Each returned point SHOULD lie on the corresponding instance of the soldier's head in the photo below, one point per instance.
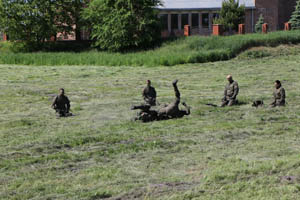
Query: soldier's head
(61, 91)
(148, 82)
(229, 78)
(277, 84)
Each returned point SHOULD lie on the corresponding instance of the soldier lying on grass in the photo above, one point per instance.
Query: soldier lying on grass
(167, 112)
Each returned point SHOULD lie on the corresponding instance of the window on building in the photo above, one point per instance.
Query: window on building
(216, 15)
(184, 20)
(195, 20)
(164, 21)
(174, 21)
(205, 20)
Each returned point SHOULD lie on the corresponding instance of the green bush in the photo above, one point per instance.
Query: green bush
(119, 25)
(196, 49)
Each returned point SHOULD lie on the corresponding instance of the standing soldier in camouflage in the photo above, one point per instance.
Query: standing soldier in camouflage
(149, 94)
(172, 110)
(61, 104)
(230, 93)
(279, 95)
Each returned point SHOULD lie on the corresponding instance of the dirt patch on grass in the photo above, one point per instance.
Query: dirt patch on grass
(156, 190)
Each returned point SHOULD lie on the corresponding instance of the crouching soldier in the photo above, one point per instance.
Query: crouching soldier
(230, 93)
(167, 112)
(61, 104)
(279, 95)
(172, 110)
(149, 94)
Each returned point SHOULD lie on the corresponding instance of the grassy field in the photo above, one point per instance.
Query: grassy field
(196, 49)
(215, 153)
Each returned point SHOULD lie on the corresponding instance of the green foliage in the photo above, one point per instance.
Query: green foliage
(184, 50)
(119, 25)
(259, 23)
(238, 153)
(36, 21)
(231, 14)
(295, 18)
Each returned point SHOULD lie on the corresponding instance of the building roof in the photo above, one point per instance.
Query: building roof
(198, 4)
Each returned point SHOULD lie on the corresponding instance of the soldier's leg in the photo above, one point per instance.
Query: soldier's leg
(177, 93)
(231, 102)
(224, 103)
(142, 107)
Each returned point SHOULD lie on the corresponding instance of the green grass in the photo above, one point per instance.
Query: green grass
(194, 49)
(215, 153)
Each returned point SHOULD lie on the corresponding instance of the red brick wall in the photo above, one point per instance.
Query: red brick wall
(269, 9)
(275, 12)
(286, 8)
(249, 23)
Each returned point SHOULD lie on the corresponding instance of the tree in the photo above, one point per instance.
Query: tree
(231, 14)
(259, 23)
(119, 25)
(295, 18)
(35, 21)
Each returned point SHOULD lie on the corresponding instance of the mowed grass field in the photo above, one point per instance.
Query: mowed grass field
(215, 153)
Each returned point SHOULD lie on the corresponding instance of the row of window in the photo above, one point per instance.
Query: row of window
(185, 20)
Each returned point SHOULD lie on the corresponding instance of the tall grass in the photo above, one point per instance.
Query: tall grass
(196, 49)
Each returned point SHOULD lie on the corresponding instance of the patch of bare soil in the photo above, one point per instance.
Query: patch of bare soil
(156, 190)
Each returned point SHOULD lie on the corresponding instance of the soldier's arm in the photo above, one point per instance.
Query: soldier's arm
(68, 104)
(53, 105)
(154, 93)
(282, 94)
(187, 108)
(144, 93)
(225, 91)
(236, 90)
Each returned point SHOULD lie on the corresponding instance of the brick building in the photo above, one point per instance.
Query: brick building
(199, 14)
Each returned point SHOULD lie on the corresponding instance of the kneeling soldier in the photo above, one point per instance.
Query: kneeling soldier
(279, 95)
(61, 104)
(230, 93)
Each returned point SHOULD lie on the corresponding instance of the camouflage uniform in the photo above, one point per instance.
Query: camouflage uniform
(279, 97)
(146, 114)
(172, 110)
(167, 112)
(230, 93)
(61, 105)
(149, 95)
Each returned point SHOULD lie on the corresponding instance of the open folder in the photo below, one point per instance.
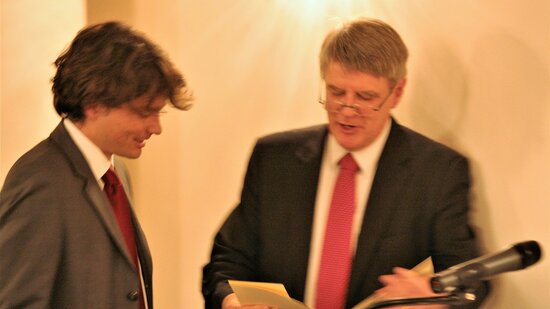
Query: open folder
(275, 294)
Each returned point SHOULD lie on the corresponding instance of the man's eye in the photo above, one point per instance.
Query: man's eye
(366, 99)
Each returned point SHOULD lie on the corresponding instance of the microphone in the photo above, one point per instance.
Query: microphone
(470, 273)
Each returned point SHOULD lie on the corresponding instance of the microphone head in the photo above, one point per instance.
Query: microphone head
(530, 252)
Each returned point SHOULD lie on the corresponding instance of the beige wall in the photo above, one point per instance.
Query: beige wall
(479, 76)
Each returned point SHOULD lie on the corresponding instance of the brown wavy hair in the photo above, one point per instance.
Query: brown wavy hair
(112, 64)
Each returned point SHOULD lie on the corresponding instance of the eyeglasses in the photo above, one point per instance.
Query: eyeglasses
(361, 109)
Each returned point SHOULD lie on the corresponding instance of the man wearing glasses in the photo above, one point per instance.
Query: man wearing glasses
(331, 210)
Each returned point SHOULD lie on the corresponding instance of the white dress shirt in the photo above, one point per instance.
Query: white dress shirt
(367, 159)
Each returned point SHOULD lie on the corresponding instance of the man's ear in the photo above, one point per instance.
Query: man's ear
(398, 91)
(94, 110)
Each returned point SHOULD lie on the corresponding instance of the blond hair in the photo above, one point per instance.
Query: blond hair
(366, 45)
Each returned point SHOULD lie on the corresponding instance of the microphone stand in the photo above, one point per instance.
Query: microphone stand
(455, 298)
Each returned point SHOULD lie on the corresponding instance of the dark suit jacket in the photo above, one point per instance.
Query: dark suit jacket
(418, 207)
(60, 245)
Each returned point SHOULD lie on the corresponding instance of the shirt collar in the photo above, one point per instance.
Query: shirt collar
(98, 162)
(366, 158)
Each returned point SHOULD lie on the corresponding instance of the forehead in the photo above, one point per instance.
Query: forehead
(343, 78)
(148, 102)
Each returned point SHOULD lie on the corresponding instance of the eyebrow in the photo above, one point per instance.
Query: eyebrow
(368, 93)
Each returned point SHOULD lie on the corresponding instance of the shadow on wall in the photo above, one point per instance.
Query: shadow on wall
(502, 88)
(512, 102)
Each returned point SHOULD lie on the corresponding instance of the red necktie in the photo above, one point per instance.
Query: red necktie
(337, 256)
(121, 208)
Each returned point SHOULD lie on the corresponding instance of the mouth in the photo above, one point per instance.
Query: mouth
(140, 143)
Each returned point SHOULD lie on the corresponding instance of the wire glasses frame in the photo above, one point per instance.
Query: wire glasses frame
(335, 106)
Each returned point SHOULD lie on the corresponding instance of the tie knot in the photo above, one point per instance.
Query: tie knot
(348, 163)
(110, 179)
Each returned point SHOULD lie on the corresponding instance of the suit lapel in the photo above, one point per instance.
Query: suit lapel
(90, 188)
(309, 156)
(390, 178)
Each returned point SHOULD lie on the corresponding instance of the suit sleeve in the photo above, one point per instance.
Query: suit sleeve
(234, 252)
(31, 240)
(454, 240)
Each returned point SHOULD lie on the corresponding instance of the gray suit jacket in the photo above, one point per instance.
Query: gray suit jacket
(60, 245)
(418, 207)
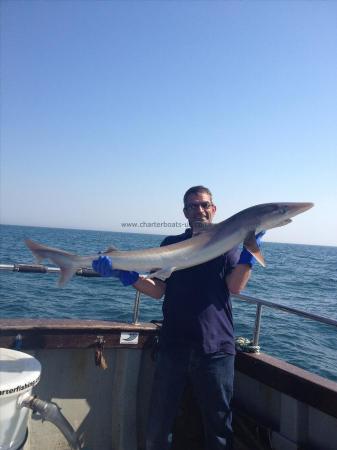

━━━━━━━━━━

## INSTRUCTIONS FOR THE TASK
Give back each of the records above word for word, apart from the pictures.

## REPLY TO THE EXERCISE
Each returned point SHOULD lie on the corresponding instance of the soldier's head in the photo below, one point per instance.
Query: soldier's head
(61, 91)
(148, 82)
(229, 78)
(277, 84)
Each returned point SHOULD lie on the corresponding instance of the soldier lying on grass in the photo above, one point per instance.
Query: soldier lying on grass
(167, 112)
Each returned point SHOULD lie on the corresponding instance of the window on building in the photo above, one point per instance.
Query: window on building
(216, 15)
(184, 20)
(195, 20)
(164, 21)
(174, 21)
(205, 20)
Each returned point SHOULD lie on the corresponding instance of the green bush in the photo above, one point per instance.
Query: green bush
(119, 25)
(196, 49)
Each returned point SHOULD lie on the corresponding instance of the standing soldier in camouflage in the photo above, one point per instance.
Query: standing soldier in camouflage
(149, 94)
(172, 110)
(61, 104)
(230, 93)
(279, 95)
Each returned point SHOULD lie on the corresponding instance of the dirt patch on grass in the photo above, one point per instance.
Query: dirt patch on grass
(156, 190)
Each returned point SHOULD lie on the corresponding instance of the crouching soldier in the photo above, one point per instance.
Query: crouching soldier
(230, 93)
(167, 112)
(61, 104)
(279, 95)
(172, 110)
(149, 94)
Each returned point SHOULD lie on the corresponding instance of the grassy field in the photo above, one point per instance.
Query: grassy field
(196, 49)
(215, 153)
Each returned point SHOULD lie on the corresponding instance of the green foliage in the photo above, one point per instance.
Query: green foliage
(184, 50)
(119, 25)
(259, 23)
(238, 153)
(36, 21)
(231, 14)
(295, 18)
Each returned point SHOULD lie on the corresponding instance of the building roof in the photo above, one point per instance.
Query: building roof
(198, 4)
Each returned point SHOULD lie on the corresponding instance of the soldier's leg in the photo above, one point per instance.
Query: soldier's leg
(177, 93)
(231, 102)
(224, 103)
(142, 107)
Each returned point SHOULD lie on the corresponding instance of the green grass in the photo above, one point per instance.
Query: green grass
(194, 49)
(215, 153)
Each returned point SHOULD lie on the corresponding instance of the red brick wall in the photo above, one point per instance.
Query: red brick wall
(269, 9)
(275, 12)
(286, 8)
(249, 23)
Each returned point SHOULD lie on the corresponding instance of the tree in the photo above, one point per instance.
Query: tree
(231, 14)
(259, 23)
(119, 25)
(295, 18)
(35, 21)
Each returned point SHOULD lie on the corresponding instance of the mowed grass field in the photo above, one point per instance.
Query: mowed grass field
(215, 153)
Each returned point SHOULD lie on the corresponding instance of the row of window in the photo above, one point per instance.
Query: row of window
(185, 20)
Each returned point SHOULD lie on the corresponding instance of the tall grass in the photo above, one point per instance.
Query: tall grass
(196, 49)
Each returned point SHOULD lie on the corresponding instance of the patch of bare soil in the photo above, one point per instance.
Query: patch of bare soil
(156, 190)
Each returned point SHOULD lie on the corresponding instance of the soldier's arm in the photo above, one point per instance.
Query: soldier's arm
(68, 104)
(53, 105)
(154, 93)
(282, 94)
(187, 108)
(144, 93)
(225, 91)
(236, 90)
Each returned point SHOULD lie on the corresponding instance of the brick building in the photo above, one point per instance.
Query: brick building
(199, 14)
Each returned point SHOULD lie on the corresponding instance of the kneeling soldier in the photo above, one point per instance.
Query: kneeling soldier
(279, 95)
(61, 104)
(230, 93)
Each returned point SHOULD lie on the corresponding instance of the camouflage uniform in the photo above, one point per instance.
Query: camouflage uniform
(279, 97)
(146, 114)
(172, 110)
(167, 112)
(230, 93)
(61, 105)
(149, 95)
Each returned point SHOULD lie on the corresponding instance of the open folder in the photo below, one point per instance.
Query: open folder
(275, 294)
Each returned point SHOULD lie on the corresponding instance of the man's eye in the photo above, one point per instance.
Query: man's eye
(366, 99)
Each returned point SHOULD lie on the corresponding instance of the microphone in the photo above, one point per instance.
Query: microphone
(470, 273)
Each returned point SHOULD lie on the corresponding instance of the microphone head in the photo above, one point per instance.
Query: microphone head
(530, 252)
Each returned point SHOULD lie on the corresponding instance of the beige wall in the photo above, one point per instance.
Query: beige wall
(479, 76)
Each returned point SHOULD lie on the corresponding instance of the brown wavy hair in the photo above, one point per instance.
Query: brown wavy hair
(112, 64)
Each returned point SHOULD lie on the corresponding instance of the eyeglasses in the photo above, one point per instance.
Query: eyeglasses
(361, 109)
Each returned point SHOULD lie on the corresponding instance of the man wearing glasses in the photo above, one point per instance.
Query: man wearing glasses
(331, 210)
Each returned point SHOULD lie on the corresponding instance of the white dress shirt in the photo above, one point per instance.
Query: white dress shirt
(367, 159)
Each returned point SHOULD lie on the corresponding instance of the man's ear in the photo above, one point per instance.
Query: man's ear
(398, 91)
(94, 110)
Each returned point SHOULD lie on the corresponding instance of the blond hair in the photo above, one point per instance.
Query: blond hair
(366, 45)
Each returned point SHOULD lie on the corresponding instance of the microphone stand in the photo above, one point per instance.
Query: microphone stand
(455, 298)
Each returned point SHOULD lie on the corresponding instance of the dark suit jacket in the photo above, one point per instance.
Query: dark suit jacket
(418, 207)
(60, 245)
Each returned point SHOULD lie on the corresponding instance of the shirt collar in the photo above, one point per instance.
Query: shirt collar
(98, 162)
(366, 158)
Each returned point SHOULD lie on the corresponding instance of the forehead in the photo above, one point per instance.
Query: forehead
(343, 78)
(148, 102)
Each returned point SHOULD lie on the corresponding instance of the eyebrow in the photo above, one point per instance.
Query: eyebrow
(368, 93)
Each returned point SHOULD lie on the corresponding instance of the shadow on wall in the photo above, one point per instance.
Query: shadow on wall
(502, 88)
(512, 102)
Each returned point SHOULD lie on the corresponding instance of the red necktie in the photo above, one point per instance.
Query: red necktie
(337, 256)
(121, 208)
Each returned point SHOULD lie on the corresponding instance of the mouth in the photo above, one point per instance.
Query: mouth
(140, 143)
Each returned point SHOULD lie on the corresponding instance of the wire glasses frame in the photo above, one point per instance.
Query: wire glasses frame
(335, 106)
Each returned point SHOULD lie on the corresponding instance of the tie knot in the photo above, one point per instance.
Query: tie knot
(348, 163)
(110, 179)
Each returned point SHOULD lie on the corresponding instance of the suit lapel in the photo above, one point per instance.
Query: suit lapel
(90, 188)
(309, 156)
(390, 178)
Each returned point SHOULD lie on the corresponding instance of the suit sleeve in the photo above, one point per instance.
Query: suit sleeve
(234, 252)
(31, 240)
(454, 240)
Each returned point SHOULD lie on the corresponding instance of the gray suit jacket in the photo above, one point per instance.
Query: gray suit jacket
(60, 245)
(418, 207)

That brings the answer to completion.